**Required task:** Copy out the lines of the listing between the one holding "drawmask --target weathered" and the one holding "150 14 L 158", both included, with nothing altered.
==== Provided records ====
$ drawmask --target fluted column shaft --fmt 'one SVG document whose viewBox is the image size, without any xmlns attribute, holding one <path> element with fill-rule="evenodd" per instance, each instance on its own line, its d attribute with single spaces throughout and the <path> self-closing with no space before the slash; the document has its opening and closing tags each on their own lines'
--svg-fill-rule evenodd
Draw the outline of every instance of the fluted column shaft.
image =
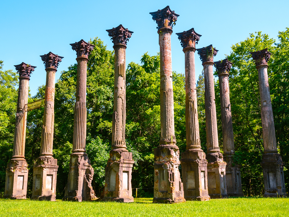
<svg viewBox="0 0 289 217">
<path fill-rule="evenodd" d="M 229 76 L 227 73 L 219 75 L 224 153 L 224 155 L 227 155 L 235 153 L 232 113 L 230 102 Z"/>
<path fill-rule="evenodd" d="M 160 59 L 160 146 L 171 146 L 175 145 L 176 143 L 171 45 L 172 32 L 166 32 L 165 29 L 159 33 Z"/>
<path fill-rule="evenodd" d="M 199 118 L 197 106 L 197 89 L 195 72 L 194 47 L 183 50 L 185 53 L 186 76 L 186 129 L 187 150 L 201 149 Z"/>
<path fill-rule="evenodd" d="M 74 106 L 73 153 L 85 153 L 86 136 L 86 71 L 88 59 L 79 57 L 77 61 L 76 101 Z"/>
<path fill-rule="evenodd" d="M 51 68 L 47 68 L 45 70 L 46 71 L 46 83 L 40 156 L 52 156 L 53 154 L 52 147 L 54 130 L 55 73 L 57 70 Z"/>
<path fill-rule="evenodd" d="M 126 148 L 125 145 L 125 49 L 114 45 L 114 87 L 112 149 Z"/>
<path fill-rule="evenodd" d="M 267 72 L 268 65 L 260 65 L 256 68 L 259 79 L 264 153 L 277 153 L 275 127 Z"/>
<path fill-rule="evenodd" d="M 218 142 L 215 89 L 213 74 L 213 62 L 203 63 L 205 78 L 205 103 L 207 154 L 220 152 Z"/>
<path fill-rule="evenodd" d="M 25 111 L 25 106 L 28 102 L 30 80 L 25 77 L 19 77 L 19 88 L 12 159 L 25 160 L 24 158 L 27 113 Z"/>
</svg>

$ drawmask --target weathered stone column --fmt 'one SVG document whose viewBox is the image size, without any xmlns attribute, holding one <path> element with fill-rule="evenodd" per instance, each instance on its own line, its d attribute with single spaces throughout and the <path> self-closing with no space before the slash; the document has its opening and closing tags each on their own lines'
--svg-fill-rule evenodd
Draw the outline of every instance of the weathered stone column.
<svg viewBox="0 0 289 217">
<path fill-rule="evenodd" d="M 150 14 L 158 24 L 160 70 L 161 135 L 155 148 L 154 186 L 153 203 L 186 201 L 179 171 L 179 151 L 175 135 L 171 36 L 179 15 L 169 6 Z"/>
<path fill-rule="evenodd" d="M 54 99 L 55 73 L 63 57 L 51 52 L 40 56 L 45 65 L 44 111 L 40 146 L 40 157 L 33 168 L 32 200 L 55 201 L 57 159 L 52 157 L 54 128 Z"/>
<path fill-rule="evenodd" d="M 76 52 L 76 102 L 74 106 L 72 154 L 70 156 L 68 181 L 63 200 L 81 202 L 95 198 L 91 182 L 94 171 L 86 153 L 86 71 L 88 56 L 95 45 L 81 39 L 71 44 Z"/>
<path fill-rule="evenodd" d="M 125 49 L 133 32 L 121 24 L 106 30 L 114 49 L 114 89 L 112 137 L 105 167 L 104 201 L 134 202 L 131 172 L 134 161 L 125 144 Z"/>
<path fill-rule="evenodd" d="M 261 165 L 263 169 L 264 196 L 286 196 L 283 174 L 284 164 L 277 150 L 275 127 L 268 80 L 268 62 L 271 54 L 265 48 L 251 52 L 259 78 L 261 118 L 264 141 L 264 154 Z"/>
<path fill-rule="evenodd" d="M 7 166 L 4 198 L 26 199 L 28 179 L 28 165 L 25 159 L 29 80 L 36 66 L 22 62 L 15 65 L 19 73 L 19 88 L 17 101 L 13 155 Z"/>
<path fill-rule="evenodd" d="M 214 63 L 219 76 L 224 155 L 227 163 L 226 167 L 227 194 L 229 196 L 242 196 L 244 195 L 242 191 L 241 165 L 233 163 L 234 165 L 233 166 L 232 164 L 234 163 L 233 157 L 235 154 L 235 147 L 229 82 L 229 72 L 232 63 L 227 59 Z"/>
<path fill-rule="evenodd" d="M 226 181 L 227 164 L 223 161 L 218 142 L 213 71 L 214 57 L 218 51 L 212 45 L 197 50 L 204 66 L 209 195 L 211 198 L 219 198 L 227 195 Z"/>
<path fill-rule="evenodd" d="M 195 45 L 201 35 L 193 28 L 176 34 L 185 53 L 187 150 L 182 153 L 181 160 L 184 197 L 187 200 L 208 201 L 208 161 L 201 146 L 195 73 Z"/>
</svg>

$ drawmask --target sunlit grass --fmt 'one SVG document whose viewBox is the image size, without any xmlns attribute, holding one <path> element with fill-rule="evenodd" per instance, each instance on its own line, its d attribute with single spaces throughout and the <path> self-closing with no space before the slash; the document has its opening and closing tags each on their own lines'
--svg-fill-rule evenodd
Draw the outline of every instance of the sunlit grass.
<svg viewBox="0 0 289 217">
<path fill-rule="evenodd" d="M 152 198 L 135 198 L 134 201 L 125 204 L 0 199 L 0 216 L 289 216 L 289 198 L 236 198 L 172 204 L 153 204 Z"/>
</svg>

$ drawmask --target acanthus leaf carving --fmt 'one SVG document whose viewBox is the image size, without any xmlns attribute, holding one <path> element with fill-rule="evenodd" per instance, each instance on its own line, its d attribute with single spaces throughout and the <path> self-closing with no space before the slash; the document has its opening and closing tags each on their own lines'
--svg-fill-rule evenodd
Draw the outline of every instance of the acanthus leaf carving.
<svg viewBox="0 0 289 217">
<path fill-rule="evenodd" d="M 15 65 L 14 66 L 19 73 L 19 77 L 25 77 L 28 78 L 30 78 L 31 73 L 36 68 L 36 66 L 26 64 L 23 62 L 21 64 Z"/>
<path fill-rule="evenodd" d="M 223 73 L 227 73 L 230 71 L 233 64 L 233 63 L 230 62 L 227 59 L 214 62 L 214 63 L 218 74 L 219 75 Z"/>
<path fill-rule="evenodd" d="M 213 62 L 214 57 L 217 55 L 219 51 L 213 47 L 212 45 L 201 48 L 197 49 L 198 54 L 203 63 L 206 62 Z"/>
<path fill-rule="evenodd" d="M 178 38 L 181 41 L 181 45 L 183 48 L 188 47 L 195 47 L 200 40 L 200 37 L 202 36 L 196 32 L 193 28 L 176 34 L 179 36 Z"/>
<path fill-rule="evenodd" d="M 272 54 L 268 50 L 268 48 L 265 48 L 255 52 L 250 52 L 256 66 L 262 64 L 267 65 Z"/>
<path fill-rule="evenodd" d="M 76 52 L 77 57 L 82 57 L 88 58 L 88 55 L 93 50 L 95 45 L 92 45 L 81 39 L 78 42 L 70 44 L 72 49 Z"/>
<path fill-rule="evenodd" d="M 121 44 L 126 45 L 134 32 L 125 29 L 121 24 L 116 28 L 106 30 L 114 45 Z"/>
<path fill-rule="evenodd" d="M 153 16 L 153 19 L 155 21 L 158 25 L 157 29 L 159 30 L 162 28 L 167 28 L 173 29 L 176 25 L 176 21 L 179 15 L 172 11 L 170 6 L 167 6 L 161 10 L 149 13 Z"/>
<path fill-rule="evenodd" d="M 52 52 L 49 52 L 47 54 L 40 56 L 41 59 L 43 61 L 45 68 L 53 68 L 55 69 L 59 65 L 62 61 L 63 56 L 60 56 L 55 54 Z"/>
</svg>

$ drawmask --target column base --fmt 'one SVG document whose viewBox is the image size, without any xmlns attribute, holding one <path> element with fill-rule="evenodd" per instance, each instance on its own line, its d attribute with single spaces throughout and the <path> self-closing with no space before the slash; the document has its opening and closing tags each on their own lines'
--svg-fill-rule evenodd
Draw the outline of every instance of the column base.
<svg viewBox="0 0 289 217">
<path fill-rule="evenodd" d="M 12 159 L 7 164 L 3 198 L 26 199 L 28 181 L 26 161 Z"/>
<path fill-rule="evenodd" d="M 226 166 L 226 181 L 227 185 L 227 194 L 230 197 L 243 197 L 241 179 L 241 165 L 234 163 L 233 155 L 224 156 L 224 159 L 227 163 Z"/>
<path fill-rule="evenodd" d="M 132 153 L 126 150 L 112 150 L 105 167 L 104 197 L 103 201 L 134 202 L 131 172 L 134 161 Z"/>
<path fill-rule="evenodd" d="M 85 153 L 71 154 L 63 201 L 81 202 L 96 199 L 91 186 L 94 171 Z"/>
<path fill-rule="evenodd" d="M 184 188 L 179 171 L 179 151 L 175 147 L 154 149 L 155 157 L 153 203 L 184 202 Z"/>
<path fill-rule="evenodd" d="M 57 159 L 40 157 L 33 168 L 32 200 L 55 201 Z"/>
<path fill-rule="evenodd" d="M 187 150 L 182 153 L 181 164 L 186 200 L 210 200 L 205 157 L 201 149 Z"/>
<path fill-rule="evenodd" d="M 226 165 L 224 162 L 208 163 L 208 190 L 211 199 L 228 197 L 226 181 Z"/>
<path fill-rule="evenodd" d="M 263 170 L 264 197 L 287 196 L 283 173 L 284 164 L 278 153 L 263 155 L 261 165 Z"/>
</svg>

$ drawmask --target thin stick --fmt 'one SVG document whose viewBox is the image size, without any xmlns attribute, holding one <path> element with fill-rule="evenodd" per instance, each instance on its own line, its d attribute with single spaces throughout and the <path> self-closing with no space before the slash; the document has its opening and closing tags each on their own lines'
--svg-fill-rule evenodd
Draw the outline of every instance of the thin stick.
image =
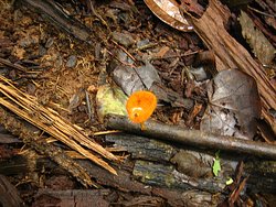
====
**Solution for this task:**
$ drawmask --target weathered stone column --fmt 'one SVG document whose viewBox is the image size, without any xmlns attribute, holding one <path> element with fill-rule="evenodd" per instance, each instance on its own line, its d attribute with single spaces throughout and the <path> self-closing with no space before the slash; the document has its opening and closing tags each on their own lines'
--svg-fill-rule evenodd
Draw the outline of every instance of the weathered stone column.
<svg viewBox="0 0 289 217">
<path fill-rule="evenodd" d="M 150 14 L 158 24 L 160 70 L 161 135 L 155 148 L 154 186 L 153 203 L 186 201 L 179 171 L 179 151 L 175 135 L 171 36 L 179 15 L 169 6 Z"/>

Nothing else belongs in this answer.